* Quoted passage:
• • • • • • •

Forgetting About the Existence of An Insurance Policy
In Casualty Indem. Ins. v. Liberty Nat. Fire Ins. Co. (D.Mont. 1995) 902 F. Supp. 1235, two insurers provided liability coverage for the owners of a motel.
A guest at the motel (Miller) suffered injuries and brought suit against the owners.
The summons and complaint were forwarded to one insurer (Casualty Indemnity) but not the other (Liberty National), due in part to the fact that the owners had forgotten about the Liberty National policy.
Casualty Indemnity retained defense counsel and settled the case by paying the policy limits.
After the settlement was completed, the owners of the motel discovered the Liberty National policy and demanded that Liberty National contribute to the settlement.
That demand was rejected, and Casualty Indemnity filed suit against Liberty National for contribution. In granting summary judgment for Liberty National, the court, applying Montana law, concluded:
"Equity dictates that Casualty not be allowed to obtain contribution from Liberty National. First, the demand made by the insureds occurred after a settlement of the Miller action had effectively been negotiated by Casualty on behalf of the insureds.

• • • • • • •

* Records for this exercise:
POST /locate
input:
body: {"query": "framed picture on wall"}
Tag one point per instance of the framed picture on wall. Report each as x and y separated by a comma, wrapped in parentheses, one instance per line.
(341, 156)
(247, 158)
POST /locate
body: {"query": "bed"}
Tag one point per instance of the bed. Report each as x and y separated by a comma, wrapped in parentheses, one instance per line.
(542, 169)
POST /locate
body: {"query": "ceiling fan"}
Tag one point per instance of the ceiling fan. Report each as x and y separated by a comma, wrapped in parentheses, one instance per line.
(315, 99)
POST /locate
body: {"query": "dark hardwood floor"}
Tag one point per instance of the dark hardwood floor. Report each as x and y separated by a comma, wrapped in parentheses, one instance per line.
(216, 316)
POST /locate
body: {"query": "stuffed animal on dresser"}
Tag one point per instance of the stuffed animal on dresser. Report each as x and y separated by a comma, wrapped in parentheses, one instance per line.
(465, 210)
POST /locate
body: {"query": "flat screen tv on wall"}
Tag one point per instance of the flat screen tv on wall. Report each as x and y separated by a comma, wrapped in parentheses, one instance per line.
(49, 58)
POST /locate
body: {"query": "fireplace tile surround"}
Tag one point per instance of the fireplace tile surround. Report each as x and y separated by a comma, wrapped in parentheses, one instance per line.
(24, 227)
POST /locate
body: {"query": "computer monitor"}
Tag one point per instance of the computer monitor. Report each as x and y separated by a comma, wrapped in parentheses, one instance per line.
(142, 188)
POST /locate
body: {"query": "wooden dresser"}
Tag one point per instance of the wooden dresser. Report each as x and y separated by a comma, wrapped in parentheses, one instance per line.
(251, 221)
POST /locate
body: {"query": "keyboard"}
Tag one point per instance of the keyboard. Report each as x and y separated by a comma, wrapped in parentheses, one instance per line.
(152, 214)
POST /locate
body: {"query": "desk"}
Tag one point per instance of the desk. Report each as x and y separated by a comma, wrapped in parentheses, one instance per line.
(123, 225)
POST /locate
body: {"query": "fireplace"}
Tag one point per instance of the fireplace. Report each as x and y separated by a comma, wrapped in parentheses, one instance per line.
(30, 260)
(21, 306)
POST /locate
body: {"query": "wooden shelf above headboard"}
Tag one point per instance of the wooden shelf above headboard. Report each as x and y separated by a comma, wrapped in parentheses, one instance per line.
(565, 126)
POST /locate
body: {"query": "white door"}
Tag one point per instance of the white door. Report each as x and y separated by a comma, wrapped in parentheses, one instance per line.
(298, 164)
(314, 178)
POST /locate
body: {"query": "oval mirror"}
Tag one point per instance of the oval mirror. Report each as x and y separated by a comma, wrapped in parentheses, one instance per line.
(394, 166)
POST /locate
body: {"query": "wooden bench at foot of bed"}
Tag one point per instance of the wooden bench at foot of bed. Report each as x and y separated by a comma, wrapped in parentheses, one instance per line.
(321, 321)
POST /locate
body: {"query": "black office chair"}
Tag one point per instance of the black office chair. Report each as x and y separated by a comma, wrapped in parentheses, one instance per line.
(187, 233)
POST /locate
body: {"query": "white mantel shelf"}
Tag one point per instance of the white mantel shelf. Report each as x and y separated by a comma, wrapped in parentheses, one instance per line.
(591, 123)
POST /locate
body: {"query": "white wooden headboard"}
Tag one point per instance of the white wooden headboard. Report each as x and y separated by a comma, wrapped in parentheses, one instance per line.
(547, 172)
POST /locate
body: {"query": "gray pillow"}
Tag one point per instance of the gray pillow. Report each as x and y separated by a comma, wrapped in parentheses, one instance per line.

• • • • • • •

* The tasks:
• 1. Reproduce the part of the case summary on the forgotten insurance policy that begins with "A guest at the" and ends with "the policy limits.".
• 2. Collect every line of the rows that contains the string "tile".

* Solutions for each task:
• 1.
A guest at the motel (Miller) suffered injuries and brought suit against the owners.
The summons and complaint were forwarded to one insurer (Casualty Indemnity) but not the other (Liberty National), due in part to the fact that the owners had forgotten about the Liberty National policy.
Casualty Indemnity retained defense counsel and settled the case by paying the policy limits.

• 2.
body: {"query": "fireplace tile surround"}
Tag one point per instance of the fireplace tile surround. Report each as x and y separated by a comma, wrapped in parentheses, one instance per line.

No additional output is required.